Reproduce the Champion House description below word for word, from its title to its final sentence.

** Page text **
╭──

Champion House
Home is not only the four walls that shelter you… the community and the area also become part of that comfortable familiarity. The Champion House was, firstly and importantly, built on this emotive foundation. This is a private residence with a very small footprint (that is too nonrectangular) located in the old city of Aurangabad. The client, who is a childhood friend, wished for a big and open house… but the emotional attachment to this plot, where the family has resided for generations, proved too strong to resist. So they decided to build a new (and compact) structure instead. Standing cheek by jowl with its neighbors meant that air and light ingress were possible only from two sides. This was addressed using skylights and punctures. Little or no margins gave rise to a relatively flat facade.
Considering the compactness of Champion House, we never lost sight of the idea of creating an illusory expanse. In this vein, the public zone is a singular volume, notionally divided by partitions into functionalities. The living room has been kept as open as possible to visually connect it to all the areas on the ground floor. To create an attention-grabbing punch and give the living room its own identity, we consciously selected a bright-colored sofa that would stand out in the neutral shell. Greenery was added wherever possible. The frames behind the sofa have been handmade on the site.
Optimizing space drove the planning of the compact Champion House. For instance, the dining room was positioned just off the entrance — so the question was: how to separate it visually without impacting the physical dimensions of the entrance area? Our response was a light-on-the-eye frame rendered from veneer, fluted Corian, and MS, with a planter bed near the base and pendant lights to ‘hold’ the eye and stop it from immediately going to the dining area.

╰──

** Supplied records **
╭──

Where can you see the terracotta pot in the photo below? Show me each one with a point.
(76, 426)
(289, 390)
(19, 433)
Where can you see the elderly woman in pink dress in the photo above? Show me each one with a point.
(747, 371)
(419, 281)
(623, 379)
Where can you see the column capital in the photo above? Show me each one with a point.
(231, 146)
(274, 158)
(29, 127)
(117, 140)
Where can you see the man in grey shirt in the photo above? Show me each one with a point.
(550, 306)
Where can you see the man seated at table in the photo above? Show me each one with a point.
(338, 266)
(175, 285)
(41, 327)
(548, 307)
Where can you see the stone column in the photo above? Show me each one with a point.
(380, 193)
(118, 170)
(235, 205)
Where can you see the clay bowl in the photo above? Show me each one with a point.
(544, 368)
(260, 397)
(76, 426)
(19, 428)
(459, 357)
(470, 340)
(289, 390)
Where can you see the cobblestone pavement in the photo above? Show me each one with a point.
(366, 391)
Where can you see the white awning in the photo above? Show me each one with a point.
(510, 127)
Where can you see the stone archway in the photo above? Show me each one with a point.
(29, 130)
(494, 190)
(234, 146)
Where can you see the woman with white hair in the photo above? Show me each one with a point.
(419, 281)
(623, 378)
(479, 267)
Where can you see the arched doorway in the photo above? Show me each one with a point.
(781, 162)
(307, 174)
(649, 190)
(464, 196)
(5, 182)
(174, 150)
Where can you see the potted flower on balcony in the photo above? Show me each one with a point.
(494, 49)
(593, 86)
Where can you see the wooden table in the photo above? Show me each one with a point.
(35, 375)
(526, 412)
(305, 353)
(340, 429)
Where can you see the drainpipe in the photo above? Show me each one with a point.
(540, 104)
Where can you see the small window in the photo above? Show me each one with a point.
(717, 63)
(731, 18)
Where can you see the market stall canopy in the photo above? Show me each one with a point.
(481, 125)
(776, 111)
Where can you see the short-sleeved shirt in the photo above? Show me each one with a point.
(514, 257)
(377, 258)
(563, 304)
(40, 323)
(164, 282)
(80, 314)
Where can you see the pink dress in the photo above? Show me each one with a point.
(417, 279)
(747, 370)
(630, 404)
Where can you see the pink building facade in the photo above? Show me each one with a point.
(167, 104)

╰──

** Answer to this problem **
Champion House
Home is not only the four walls that shelter you… the community and the area also become part of that comfortable familiarity. The Champion House was, firstly and importantly, built on this emotive foundation. This is a private residence with a very small footprint (that is too nonrectangular) located in the old city of Aurangabad. The client, who is a childhood friend, wished for a big and open house… but the emotional attachment to this plot, where the family has resided for generations, proved too strong to resist. So they decided to build a new (and compact) structure instead. Standing cheek by jowl with its neighbors meant that air and light ingress were possible only from two sides. This was addressed using skylights and punctures. Little or no margins gave rise to a relatively flat facade.
Considering the compactness of Champion House, we never lost sight of the idea of creating an illusory expanse. In this vein, the public zone is a singular volume, notionally divided by partitions into functionalities. The living room has been kept as open as possible to visually connect it to all the areas on the ground floor. To create an attention-grabbing punch and give the living room its own identity, we consciously selected a bright-colored sofa that would stand out in the neutral shell. Greenery was added wherever possible. The frames behind the sofa have been handmade on the site.
Optimizing space drove the planning of the compact Champion House. For instance, the dining room was positioned just off the entrance — so the question was: how to separate it visually without impacting the physical dimensions of the entrance area? Our response was a light-on-the-eye frame rendered from veneer, fluted Corian, and MS, with a planter bed near the base and pendant lights to ‘hold’ the eye and stop it from immediately going to the dining area.